REQUIREMENTS
Retype each of the following records word for word, without changing anything.

DATASET EXTRACT
+-------+

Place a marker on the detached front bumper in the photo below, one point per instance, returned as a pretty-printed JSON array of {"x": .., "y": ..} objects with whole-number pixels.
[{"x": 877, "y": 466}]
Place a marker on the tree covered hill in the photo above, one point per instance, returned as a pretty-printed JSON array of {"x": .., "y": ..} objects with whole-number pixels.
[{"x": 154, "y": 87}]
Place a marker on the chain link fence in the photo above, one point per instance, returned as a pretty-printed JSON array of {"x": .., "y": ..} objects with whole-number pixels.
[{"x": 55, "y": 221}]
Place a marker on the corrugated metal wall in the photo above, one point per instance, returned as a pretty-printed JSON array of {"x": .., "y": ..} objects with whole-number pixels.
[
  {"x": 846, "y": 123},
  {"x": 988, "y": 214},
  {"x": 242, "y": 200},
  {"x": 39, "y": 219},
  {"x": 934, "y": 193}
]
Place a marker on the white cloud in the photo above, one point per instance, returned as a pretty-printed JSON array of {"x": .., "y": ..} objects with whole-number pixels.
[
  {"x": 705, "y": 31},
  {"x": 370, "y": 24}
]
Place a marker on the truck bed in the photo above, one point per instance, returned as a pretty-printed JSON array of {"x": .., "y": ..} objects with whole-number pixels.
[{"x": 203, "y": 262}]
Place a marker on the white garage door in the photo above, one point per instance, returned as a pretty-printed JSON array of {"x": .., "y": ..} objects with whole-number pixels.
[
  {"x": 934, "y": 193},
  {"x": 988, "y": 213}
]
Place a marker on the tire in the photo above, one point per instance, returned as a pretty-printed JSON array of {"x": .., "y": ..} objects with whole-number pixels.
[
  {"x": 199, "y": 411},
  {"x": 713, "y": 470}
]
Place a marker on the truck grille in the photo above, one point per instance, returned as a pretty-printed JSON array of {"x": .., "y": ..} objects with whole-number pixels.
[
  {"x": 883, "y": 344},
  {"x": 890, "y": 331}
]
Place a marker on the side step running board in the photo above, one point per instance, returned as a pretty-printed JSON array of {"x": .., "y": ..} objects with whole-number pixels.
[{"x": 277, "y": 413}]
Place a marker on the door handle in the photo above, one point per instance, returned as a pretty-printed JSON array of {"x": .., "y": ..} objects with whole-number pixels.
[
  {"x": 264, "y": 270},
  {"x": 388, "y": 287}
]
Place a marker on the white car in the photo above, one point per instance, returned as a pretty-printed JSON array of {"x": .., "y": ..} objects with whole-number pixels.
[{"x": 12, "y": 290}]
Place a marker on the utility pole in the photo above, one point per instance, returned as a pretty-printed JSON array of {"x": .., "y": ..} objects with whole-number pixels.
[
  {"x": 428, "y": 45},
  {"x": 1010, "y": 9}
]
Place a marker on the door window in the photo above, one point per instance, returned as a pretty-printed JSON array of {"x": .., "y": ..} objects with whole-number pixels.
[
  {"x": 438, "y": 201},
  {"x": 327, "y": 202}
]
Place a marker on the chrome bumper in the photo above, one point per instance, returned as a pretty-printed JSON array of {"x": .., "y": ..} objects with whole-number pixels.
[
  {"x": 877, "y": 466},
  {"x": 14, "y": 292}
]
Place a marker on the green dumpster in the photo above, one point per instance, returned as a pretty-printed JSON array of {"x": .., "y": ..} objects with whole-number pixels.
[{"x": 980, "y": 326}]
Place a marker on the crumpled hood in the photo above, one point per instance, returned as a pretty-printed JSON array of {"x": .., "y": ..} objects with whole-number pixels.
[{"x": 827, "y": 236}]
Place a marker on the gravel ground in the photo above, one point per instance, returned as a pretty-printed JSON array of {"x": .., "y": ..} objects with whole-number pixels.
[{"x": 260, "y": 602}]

+-------+

TASK OUTPUT
Place a marker on the detached front bumper in the photo below, one point per instance, returned as a pretty-printed JSON array of {"x": .., "y": ..} objects with whole-number pixels.
[{"x": 877, "y": 466}]
Place a marker on the tree covered hill in the photo above, one point per instance, returned as a pretty-printed JSON array of {"x": .., "y": ..} objects with whole-number pixels.
[{"x": 154, "y": 87}]
Place a marker on the chain link fence in the photo above, one point per instance, returned as a pretty-printed JSON array of {"x": .., "y": ..} objects with whole-number pixels.
[{"x": 55, "y": 221}]
Place a marker on the corrugated metal wall in the photo above, one point per instance, returned as a pretty-printed JSON array of {"x": .., "y": ..} objects with whole-number pixels.
[
  {"x": 846, "y": 123},
  {"x": 988, "y": 214},
  {"x": 242, "y": 200},
  {"x": 39, "y": 219},
  {"x": 934, "y": 193}
]
Place a marker on the white cloud in the photo above, one point per instance, returned as a pretty-printed JSON array of {"x": .., "y": ..} objects with whole-number pixels.
[
  {"x": 705, "y": 31},
  {"x": 370, "y": 24}
]
Place a marker on the truck bed in the photo above, one point per instance, returned as a pretty-printed JSON array of {"x": .., "y": ..} objects with whole-number pixels.
[{"x": 203, "y": 262}]
Place a marker on the white garage door in the photo above, one point per instance, returned as a pretty-printed JSON array of {"x": .., "y": ..} objects with whole-number pixels.
[
  {"x": 934, "y": 193},
  {"x": 988, "y": 213}
]
Place a marker on the tire in the photo above, one point per instance, returned as a pretty-printed JSON array of {"x": .., "y": ..} objects with whole-number pixels.
[
  {"x": 199, "y": 411},
  {"x": 713, "y": 470}
]
Place a marker on the truck grille in the photo above, one point per instance, returned as a pretty-printed JSON array of {"x": .., "y": ..} objects with whole-number pixels.
[
  {"x": 883, "y": 344},
  {"x": 890, "y": 331}
]
Place a marker on the side step running board in the photo above, one point per instance, returned as a pretty-printed JSON array of {"x": .., "y": ..} objects with whole-number pixels.
[{"x": 277, "y": 413}]
Place a marker on the door handle in the photo above, one point per instance, returned as a pretty-printed JSON array of {"x": .., "y": ..} objects with whole-number pixels.
[
  {"x": 264, "y": 270},
  {"x": 388, "y": 287}
]
Place a marker on the white car in the photo above, one point per instance, returned as a pretty-printed JSON array of {"x": .., "y": ..} objects with whole-number pixels.
[{"x": 12, "y": 290}]
Place a marker on the utility pole in the photo above, one point per instance, returned as a pretty-printed JSON array of {"x": .., "y": ..} objects with whole-number pixels.
[
  {"x": 428, "y": 45},
  {"x": 1010, "y": 9}
]
Place a marker on the door window in the photo above, one point per instance, returned as a pretty-printed JSON array of {"x": .., "y": ..} objects with whole-number pixels.
[
  {"x": 438, "y": 201},
  {"x": 327, "y": 202}
]
Place a marker on the chrome bumper in the photo above, one point per instance, returned as a pretty-printed JSON array of {"x": .., "y": ..} objects with whole-number pixels.
[
  {"x": 877, "y": 466},
  {"x": 14, "y": 292}
]
Place a marker on the green dumpster in the photo above, one point per instance, returned as a pretty-printed JSON array of {"x": .., "y": ..} objects with whole-number pixels.
[{"x": 980, "y": 326}]
Place a marker on the crumpled hood in the photo above, one point per instance, returned as a pretty-printed JSON array of {"x": .., "y": ..} objects with whole-number pixels.
[{"x": 827, "y": 236}]
Place a marker on the gravel ground in the photo above, one point per instance, returned as a pretty-printed JSON array of {"x": .., "y": ..} objects with whole-number pixels.
[{"x": 260, "y": 602}]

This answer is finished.